**AIM**
Pull out every line of the data below that contains the word "floor", matching case exactly.

.....

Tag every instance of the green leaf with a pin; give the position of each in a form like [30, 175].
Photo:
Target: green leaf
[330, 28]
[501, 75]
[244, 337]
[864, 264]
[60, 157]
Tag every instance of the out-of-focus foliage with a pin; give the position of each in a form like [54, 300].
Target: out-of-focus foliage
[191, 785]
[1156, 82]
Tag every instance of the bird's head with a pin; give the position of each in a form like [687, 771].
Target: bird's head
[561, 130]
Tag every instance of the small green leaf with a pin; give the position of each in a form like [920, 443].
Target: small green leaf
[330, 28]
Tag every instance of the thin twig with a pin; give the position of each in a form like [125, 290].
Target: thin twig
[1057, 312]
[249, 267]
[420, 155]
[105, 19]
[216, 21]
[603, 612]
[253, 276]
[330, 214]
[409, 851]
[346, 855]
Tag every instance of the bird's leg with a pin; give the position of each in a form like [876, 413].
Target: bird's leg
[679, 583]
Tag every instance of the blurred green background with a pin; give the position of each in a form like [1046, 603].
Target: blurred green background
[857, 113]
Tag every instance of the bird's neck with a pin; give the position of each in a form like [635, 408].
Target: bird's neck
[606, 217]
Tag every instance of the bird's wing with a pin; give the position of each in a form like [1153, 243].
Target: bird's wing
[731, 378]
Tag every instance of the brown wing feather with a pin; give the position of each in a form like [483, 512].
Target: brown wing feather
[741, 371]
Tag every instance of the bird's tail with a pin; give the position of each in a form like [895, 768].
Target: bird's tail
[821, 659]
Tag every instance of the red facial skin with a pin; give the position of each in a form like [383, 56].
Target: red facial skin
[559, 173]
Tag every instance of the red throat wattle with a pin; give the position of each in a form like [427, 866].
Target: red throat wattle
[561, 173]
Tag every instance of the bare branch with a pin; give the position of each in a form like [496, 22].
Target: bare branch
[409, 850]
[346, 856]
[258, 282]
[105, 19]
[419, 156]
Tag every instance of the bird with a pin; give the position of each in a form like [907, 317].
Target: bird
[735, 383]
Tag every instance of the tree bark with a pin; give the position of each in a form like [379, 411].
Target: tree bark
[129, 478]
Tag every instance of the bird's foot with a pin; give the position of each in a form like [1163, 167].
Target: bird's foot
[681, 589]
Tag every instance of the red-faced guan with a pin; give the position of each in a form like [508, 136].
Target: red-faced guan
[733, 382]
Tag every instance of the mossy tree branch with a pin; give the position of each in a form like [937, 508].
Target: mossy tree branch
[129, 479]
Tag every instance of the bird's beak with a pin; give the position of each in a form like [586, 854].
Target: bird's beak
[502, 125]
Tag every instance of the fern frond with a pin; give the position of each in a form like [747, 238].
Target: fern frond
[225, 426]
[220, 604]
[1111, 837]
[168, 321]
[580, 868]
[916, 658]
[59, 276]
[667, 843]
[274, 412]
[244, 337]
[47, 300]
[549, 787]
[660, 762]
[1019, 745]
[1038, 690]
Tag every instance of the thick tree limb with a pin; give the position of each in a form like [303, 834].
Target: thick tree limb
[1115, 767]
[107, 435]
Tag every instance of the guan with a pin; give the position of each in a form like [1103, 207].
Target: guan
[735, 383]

.....

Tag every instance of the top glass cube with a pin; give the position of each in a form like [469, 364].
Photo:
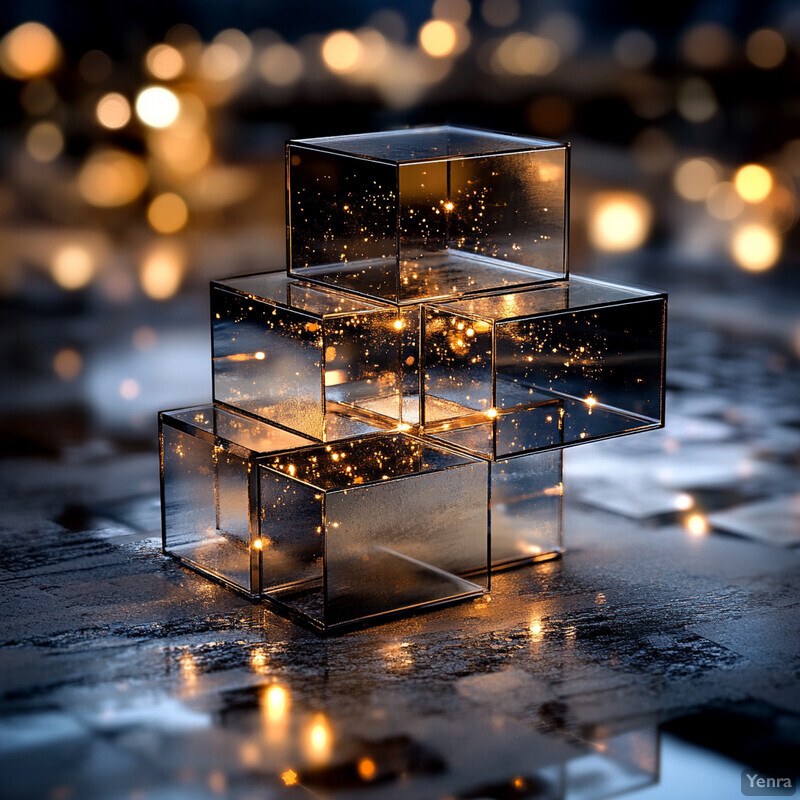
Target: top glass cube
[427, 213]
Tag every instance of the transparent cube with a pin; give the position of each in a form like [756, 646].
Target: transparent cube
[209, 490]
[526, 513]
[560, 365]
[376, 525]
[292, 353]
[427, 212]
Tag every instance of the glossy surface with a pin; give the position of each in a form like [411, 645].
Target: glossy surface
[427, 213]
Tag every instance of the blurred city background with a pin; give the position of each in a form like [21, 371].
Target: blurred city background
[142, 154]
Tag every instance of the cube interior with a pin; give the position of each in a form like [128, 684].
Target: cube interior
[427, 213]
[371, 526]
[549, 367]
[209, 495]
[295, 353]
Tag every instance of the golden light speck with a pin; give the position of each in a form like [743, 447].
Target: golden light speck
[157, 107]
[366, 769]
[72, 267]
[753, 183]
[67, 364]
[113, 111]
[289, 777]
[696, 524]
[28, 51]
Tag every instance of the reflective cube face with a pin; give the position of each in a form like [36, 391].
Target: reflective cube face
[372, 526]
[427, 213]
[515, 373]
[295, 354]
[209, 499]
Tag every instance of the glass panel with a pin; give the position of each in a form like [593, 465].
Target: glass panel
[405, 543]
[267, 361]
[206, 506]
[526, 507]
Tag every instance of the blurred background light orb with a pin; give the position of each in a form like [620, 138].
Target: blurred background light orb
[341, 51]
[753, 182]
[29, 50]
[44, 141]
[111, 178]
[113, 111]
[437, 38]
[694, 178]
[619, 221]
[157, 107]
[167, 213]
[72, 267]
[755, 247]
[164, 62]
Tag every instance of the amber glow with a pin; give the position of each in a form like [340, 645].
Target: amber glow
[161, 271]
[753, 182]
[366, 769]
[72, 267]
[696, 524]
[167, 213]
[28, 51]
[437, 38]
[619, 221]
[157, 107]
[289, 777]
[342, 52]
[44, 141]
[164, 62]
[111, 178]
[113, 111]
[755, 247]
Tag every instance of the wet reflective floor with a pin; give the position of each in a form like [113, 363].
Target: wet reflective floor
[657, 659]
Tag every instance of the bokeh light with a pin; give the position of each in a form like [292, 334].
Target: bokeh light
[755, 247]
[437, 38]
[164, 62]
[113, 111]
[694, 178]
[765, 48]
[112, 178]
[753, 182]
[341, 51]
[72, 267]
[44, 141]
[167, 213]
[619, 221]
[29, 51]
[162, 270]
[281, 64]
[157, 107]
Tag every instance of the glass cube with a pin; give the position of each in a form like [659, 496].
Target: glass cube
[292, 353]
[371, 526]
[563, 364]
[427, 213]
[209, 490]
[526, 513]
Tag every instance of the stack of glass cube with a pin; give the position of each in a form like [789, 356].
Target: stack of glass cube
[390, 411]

.....

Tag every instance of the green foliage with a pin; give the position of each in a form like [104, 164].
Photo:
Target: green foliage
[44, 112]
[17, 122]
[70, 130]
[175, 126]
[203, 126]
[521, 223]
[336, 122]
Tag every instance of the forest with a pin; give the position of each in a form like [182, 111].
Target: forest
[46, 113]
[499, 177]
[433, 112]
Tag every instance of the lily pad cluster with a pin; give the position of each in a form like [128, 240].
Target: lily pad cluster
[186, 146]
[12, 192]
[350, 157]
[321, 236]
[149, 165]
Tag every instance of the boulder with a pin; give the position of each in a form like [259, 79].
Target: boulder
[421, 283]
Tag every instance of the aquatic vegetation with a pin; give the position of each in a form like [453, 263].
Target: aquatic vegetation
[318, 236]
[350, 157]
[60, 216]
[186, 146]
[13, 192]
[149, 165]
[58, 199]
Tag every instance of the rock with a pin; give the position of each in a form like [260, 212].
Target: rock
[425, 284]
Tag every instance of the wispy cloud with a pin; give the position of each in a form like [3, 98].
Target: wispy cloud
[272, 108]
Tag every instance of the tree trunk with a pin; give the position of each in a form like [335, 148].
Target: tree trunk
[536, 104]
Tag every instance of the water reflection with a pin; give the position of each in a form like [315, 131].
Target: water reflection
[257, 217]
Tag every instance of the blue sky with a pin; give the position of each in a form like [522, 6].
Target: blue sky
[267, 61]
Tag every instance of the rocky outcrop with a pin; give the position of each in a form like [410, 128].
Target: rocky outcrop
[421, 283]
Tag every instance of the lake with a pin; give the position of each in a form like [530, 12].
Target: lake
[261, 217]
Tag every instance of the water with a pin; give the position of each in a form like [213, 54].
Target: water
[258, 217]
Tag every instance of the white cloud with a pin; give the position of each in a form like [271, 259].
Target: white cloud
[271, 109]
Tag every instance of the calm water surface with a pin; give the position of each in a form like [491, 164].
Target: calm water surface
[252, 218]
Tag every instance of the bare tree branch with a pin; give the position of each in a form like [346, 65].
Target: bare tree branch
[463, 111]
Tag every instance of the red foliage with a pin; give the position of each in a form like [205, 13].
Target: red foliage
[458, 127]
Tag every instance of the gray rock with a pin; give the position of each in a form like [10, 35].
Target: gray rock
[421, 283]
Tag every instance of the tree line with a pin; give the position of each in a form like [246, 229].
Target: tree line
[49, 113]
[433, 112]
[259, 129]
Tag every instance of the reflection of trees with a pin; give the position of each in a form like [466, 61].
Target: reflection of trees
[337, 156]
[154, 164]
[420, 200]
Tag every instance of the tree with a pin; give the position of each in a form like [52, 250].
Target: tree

.....

**TASK RESULT**
Tag every instance of the wet reflective floor with a pin; give the position of each in a form like [113, 363].
Target: wet reflective floor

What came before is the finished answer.